• EXERCISE PROMPT:
Return every line in the items below that contains the word "brick", copied without changes.
=== EXERCISE MATERIAL ===
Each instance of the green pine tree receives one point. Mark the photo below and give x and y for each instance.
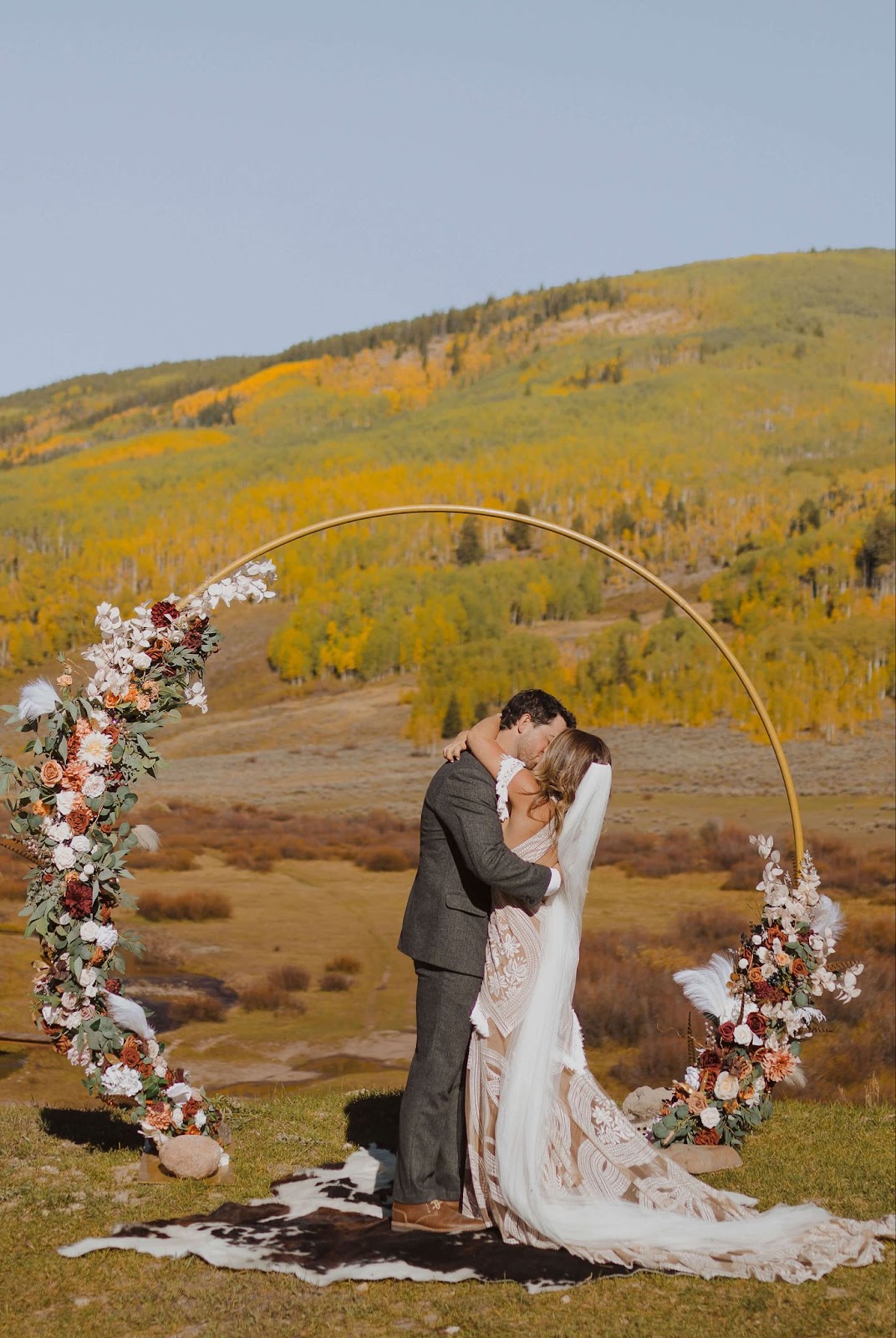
(470, 546)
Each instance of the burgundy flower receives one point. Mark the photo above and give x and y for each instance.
(162, 613)
(78, 898)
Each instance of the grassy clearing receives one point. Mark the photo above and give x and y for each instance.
(304, 916)
(66, 1175)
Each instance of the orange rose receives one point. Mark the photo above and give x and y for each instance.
(51, 773)
(158, 1115)
(75, 775)
(130, 1052)
(79, 820)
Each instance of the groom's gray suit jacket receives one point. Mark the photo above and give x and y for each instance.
(463, 858)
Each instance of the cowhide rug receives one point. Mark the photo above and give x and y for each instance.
(332, 1224)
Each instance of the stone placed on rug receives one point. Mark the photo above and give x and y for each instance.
(701, 1161)
(644, 1106)
(191, 1157)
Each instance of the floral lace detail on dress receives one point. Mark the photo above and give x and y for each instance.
(506, 773)
(595, 1154)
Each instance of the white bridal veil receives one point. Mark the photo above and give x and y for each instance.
(530, 1107)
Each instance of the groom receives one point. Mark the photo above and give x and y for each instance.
(445, 927)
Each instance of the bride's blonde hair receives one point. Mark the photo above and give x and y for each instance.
(561, 769)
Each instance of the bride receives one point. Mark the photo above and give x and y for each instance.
(552, 1159)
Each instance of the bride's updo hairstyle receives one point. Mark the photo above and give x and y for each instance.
(562, 767)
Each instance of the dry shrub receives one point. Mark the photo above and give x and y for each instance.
(289, 978)
(194, 1008)
(708, 930)
(622, 1000)
(344, 965)
(160, 950)
(385, 860)
(254, 838)
(178, 858)
(334, 981)
(186, 906)
(267, 997)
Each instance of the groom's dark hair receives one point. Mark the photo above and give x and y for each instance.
(541, 706)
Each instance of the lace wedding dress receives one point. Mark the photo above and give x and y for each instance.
(552, 1159)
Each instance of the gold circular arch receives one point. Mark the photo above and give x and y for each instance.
(490, 513)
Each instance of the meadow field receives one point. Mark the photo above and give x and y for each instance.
(729, 426)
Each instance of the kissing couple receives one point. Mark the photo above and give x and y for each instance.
(501, 1123)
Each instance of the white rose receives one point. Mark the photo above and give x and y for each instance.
(726, 1087)
(64, 856)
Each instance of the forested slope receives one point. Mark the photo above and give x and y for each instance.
(729, 425)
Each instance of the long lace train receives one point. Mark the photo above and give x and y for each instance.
(554, 1163)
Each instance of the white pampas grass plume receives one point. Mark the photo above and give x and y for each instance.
(706, 987)
(38, 699)
(827, 917)
(129, 1016)
(146, 836)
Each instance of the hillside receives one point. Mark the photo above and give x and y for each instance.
(728, 425)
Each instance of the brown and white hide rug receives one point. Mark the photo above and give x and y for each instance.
(332, 1224)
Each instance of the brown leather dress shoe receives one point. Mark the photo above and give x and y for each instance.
(438, 1217)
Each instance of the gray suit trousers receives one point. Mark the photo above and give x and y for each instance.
(432, 1107)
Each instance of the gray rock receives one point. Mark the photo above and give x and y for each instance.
(645, 1104)
(191, 1157)
(702, 1161)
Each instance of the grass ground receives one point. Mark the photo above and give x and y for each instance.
(67, 1175)
(304, 914)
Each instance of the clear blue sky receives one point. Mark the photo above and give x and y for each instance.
(184, 180)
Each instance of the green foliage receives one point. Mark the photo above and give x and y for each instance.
(470, 545)
(717, 454)
(518, 533)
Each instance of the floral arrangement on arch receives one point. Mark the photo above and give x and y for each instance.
(91, 747)
(759, 1008)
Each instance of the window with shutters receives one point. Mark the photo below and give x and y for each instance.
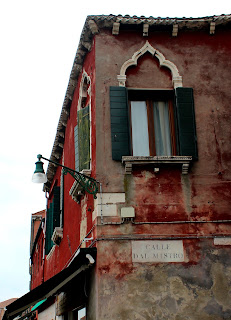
(52, 219)
(153, 126)
(82, 135)
(151, 118)
(82, 129)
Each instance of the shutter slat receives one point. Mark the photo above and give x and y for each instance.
(84, 138)
(119, 123)
(185, 115)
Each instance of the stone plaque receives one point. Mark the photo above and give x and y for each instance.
(222, 241)
(157, 251)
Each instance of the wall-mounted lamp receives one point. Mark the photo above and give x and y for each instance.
(89, 184)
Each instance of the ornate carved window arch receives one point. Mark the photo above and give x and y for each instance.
(176, 78)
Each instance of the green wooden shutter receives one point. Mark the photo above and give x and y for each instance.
(76, 137)
(61, 199)
(56, 208)
(53, 219)
(120, 138)
(187, 139)
(84, 138)
(49, 228)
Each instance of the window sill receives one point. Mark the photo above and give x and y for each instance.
(129, 161)
(57, 235)
(77, 190)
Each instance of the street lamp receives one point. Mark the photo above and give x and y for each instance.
(89, 184)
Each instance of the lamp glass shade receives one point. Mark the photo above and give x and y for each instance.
(39, 177)
(39, 174)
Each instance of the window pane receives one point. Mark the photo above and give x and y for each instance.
(162, 129)
(140, 141)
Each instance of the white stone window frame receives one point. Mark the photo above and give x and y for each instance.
(176, 77)
(177, 81)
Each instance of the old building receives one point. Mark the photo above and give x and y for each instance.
(147, 115)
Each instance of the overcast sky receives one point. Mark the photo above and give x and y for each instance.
(38, 41)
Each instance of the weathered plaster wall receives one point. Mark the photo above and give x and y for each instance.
(198, 289)
(77, 217)
(203, 62)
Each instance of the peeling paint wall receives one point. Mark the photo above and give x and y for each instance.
(199, 289)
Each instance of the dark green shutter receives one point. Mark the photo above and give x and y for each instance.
(56, 208)
(76, 137)
(120, 138)
(61, 199)
(49, 226)
(187, 140)
(53, 219)
(84, 138)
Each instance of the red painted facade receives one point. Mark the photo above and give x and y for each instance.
(192, 208)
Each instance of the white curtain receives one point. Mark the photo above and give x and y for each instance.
(140, 140)
(162, 129)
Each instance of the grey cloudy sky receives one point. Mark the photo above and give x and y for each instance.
(38, 41)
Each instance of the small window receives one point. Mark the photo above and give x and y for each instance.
(152, 123)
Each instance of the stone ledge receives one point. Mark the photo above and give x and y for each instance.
(157, 161)
(57, 235)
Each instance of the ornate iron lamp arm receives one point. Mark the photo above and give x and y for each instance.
(89, 184)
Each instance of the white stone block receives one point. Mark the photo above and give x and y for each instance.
(127, 212)
(222, 241)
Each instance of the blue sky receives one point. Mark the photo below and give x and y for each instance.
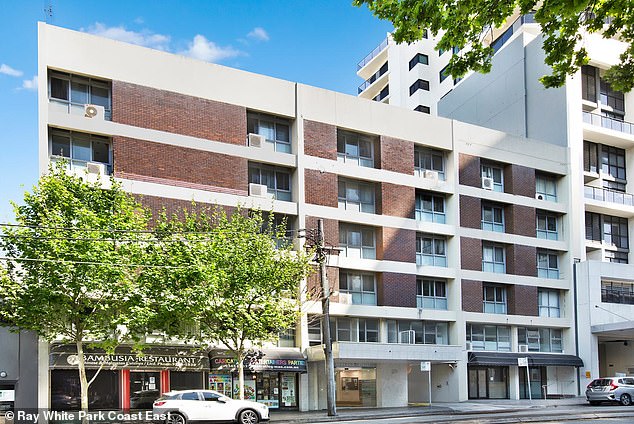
(315, 42)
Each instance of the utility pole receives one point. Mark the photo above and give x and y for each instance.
(325, 324)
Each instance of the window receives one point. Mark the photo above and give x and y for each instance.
(424, 109)
(75, 92)
(493, 258)
(430, 250)
(431, 294)
(546, 187)
(540, 339)
(615, 231)
(276, 179)
(494, 299)
(547, 264)
(493, 218)
(489, 337)
(360, 286)
(277, 131)
(589, 83)
(357, 241)
(417, 332)
(419, 58)
(443, 74)
(430, 208)
(429, 160)
(548, 302)
(547, 226)
(344, 329)
(79, 149)
(356, 196)
(617, 292)
(355, 148)
(495, 173)
(419, 85)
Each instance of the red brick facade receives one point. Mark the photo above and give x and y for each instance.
(320, 140)
(397, 155)
(162, 110)
(396, 289)
(166, 164)
(321, 188)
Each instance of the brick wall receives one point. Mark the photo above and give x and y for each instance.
(397, 155)
(396, 244)
(396, 289)
(519, 180)
(161, 110)
(471, 253)
(470, 212)
(321, 188)
(522, 300)
(397, 200)
(520, 220)
(521, 260)
(320, 140)
(469, 170)
(331, 230)
(471, 296)
(163, 163)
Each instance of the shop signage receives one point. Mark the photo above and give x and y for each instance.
(130, 360)
(262, 364)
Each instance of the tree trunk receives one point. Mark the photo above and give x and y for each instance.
(240, 359)
(82, 376)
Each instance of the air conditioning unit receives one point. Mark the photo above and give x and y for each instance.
(94, 111)
(256, 140)
(96, 168)
(487, 183)
(430, 175)
(345, 298)
(258, 190)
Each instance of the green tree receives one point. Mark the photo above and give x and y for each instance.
(466, 22)
(71, 273)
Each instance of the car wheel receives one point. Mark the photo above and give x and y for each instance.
(248, 416)
(175, 418)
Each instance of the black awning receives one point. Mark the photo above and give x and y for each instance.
(534, 359)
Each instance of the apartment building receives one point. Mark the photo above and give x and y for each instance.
(594, 122)
(453, 242)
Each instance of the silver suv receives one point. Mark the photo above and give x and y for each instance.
(611, 389)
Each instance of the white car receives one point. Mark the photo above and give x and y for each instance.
(194, 406)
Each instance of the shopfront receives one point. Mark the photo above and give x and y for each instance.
(271, 379)
(125, 380)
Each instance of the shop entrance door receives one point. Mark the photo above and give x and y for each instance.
(145, 388)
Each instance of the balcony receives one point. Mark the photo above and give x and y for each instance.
(374, 53)
(605, 195)
(609, 123)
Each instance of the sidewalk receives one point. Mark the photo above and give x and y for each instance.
(441, 408)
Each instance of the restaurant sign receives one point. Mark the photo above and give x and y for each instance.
(262, 364)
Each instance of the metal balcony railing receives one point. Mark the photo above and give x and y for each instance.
(605, 195)
(608, 122)
(372, 54)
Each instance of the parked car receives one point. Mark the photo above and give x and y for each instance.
(192, 406)
(611, 389)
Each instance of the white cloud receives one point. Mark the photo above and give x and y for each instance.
(143, 38)
(7, 70)
(203, 49)
(259, 34)
(30, 84)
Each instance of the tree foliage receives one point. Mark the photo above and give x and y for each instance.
(70, 269)
(466, 23)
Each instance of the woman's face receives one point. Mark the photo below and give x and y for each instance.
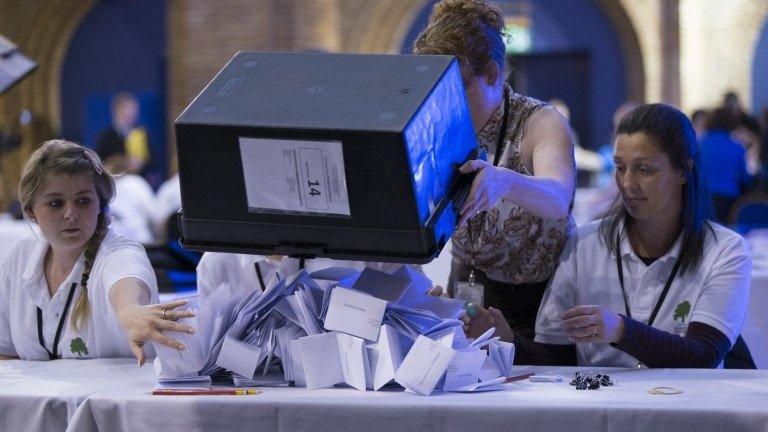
===
• WRITTEN SOLUTION:
Each instance of the red brick facade receives one point. Mark the photo above and give x and y for each instance.
Each instance of the brick wall receives one point. Mark the photo above and give x and y for each instance.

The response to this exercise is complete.